▸ **Provided entries**
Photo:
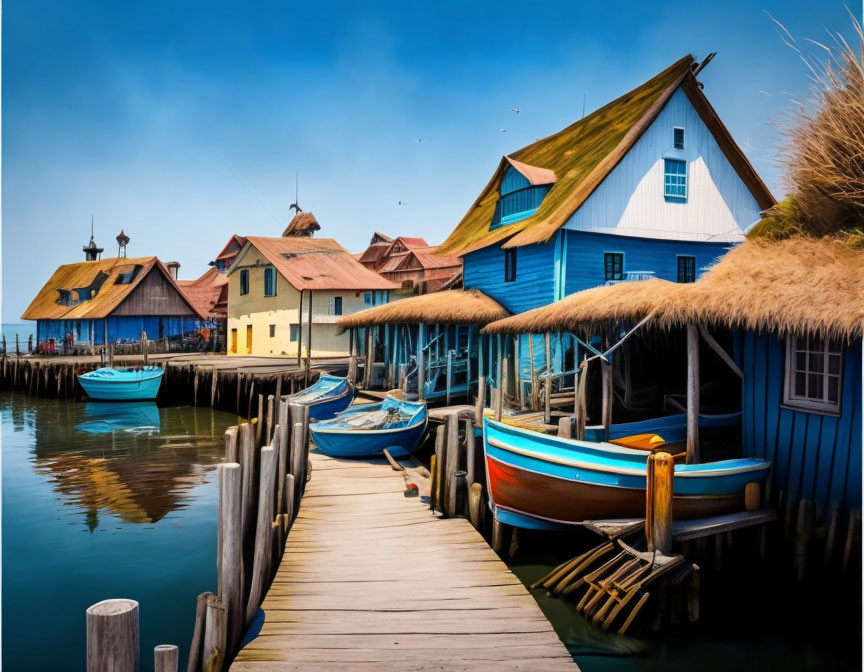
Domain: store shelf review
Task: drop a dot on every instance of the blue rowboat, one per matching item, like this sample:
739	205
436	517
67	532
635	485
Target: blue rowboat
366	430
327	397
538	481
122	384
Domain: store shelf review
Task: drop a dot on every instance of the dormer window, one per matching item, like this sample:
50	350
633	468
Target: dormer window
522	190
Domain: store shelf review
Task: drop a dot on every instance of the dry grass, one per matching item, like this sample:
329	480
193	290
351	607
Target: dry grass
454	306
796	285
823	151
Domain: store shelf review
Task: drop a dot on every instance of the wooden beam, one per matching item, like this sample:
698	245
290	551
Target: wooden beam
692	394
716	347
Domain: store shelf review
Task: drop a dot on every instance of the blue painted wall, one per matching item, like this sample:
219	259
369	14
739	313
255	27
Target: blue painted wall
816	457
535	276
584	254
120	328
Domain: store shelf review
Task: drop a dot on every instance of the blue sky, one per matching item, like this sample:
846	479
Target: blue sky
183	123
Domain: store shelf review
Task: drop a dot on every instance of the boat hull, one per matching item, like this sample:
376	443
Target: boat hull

▸ **Task**
Restate the whole listing above exactly, except for its images.

▸ **Response to this task**
Photo:
Domain: store shelf review
Task: drop a dot on every instance of the blue rowboat, one per matching item, like this sample:
739	205
436	517
67	532
635	485
Target: blue rowboat
366	430
327	397
538	481
122	384
Domain: store shelf review
Task: drop a dot on every instance of the dormer window, one per matching item, like this sample:
50	350
633	468
Target: dormer window
522	190
Domain: store shelf review
Task: drop a dot on every instance of the dry grass, one per matching item, like this sample:
329	480
193	290
351	607
Target: dry grass
454	306
796	285
823	151
Domain: store shelf review
Task: drop a dot on every instance of the wooden beam, one per matching item, like this sample:
698	245
290	551
Target: wooden beam
692	394
716	347
Domain: store shelf review
Task: drop a dot on every instance of the blue painted wall, one per matching item, like this sample:
219	259
369	14
739	313
255	27
Target: blue painted wall
816	457
535	276
584	254
120	328
Domain: store shelf review
Task: drop a dot on every instance of the blue sky, one per matching item, like this sample:
846	479
Target: blue sky
183	123
Domain: store shelf review
Task: drop a dot on every instance of the boat hull, one per matching item, like this sample:
376	443
Target: boat hull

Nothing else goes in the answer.